(What the exercise asks): Below is a set of records; print all of them exactly as written.

Stored items from a collection
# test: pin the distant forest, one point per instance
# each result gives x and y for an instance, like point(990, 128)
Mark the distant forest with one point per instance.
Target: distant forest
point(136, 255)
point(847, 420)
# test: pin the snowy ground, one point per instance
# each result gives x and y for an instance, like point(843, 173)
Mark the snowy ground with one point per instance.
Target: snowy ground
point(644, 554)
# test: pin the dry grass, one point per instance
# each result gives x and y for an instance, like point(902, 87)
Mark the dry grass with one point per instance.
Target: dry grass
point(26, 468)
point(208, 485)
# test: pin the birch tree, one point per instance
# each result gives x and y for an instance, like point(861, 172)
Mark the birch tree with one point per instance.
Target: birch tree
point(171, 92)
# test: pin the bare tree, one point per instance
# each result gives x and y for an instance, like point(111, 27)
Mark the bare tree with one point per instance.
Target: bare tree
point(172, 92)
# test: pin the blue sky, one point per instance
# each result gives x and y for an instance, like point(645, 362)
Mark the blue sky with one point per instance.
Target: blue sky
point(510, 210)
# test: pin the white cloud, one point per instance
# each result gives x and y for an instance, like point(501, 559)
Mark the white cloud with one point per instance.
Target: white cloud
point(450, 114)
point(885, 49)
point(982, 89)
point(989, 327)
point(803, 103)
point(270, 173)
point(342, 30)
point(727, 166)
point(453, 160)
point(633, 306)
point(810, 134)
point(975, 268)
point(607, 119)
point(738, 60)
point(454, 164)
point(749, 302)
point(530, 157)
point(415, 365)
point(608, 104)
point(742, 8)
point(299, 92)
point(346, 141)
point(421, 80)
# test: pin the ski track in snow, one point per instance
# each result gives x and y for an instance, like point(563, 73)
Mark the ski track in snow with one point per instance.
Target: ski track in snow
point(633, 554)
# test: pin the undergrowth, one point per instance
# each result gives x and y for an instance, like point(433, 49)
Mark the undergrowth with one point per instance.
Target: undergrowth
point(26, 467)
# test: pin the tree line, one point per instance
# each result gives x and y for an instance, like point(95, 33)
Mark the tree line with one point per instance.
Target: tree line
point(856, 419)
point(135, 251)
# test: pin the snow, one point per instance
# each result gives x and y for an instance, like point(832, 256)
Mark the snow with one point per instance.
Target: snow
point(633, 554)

(Task solution):
# test: pin the distant forest, one point per instance
# each result gives x and y for an instance, like point(990, 128)
Mark the distant forest with one point per instance.
Target: distant forest
point(136, 255)
point(847, 420)
# test: pin the snowy ground, one point per instance
# each result gives x and y for an instance, like point(843, 173)
Mark the snowy ground with one point per instance.
Target: snowy ground
point(644, 554)
# test: pin the dry grass, one point per instance
# each result gives x and y for an instance, like point(902, 87)
Mark the dry grass with one point per instance.
Target: dry grass
point(26, 468)
point(208, 485)
# test: pin the birch tree, one point per instance
# each result gives x and y for an instance, like point(861, 172)
Mark the birch tree with one point per instance.
Target: birch tree
point(171, 92)
# test: pin the bare tree, one point per instance
# each result gives x and y for an instance, like point(111, 27)
Mark the bare tree with one point per instance.
Target: bare tree
point(172, 92)
# test: pin the blue sky, one point per instance
# each result gives x and y for an instance, like point(645, 362)
Mark the blue sky with one point per instance.
Target: blue sky
point(510, 210)
# test: pin the white cloud, one point per instance
# each result gives x and y for an instance, like point(501, 559)
Mark the white cloud with one point per instance.
Target: white cloud
point(450, 114)
point(885, 49)
point(982, 89)
point(989, 327)
point(803, 103)
point(270, 173)
point(342, 30)
point(727, 166)
point(453, 160)
point(633, 306)
point(810, 134)
point(975, 268)
point(607, 119)
point(738, 60)
point(454, 164)
point(749, 302)
point(530, 157)
point(415, 365)
point(608, 104)
point(742, 8)
point(299, 92)
point(346, 141)
point(421, 80)
# test: pin the ski track in snow, one point per instance
# each result gives x and y for an instance, like point(563, 73)
Mark the ski track in snow with one point per instance.
Target: ski track in snow
point(633, 554)
# test: pin the undergrowth, one point per instance
# each result gives x and y for an instance, like point(433, 49)
Mark the undergrowth with one point per instance.
Target: undergrowth
point(26, 467)
# test: pin the tree line, one point per instance
# each result gives x and y for an instance, like point(95, 33)
Mark the tree line with one point per instance.
Target: tree line
point(856, 419)
point(135, 251)
# test: pin the snow, one point per instance
# each result gives x and y for an instance, like point(832, 256)
Mark the snow with one point per instance.
Target: snow
point(633, 554)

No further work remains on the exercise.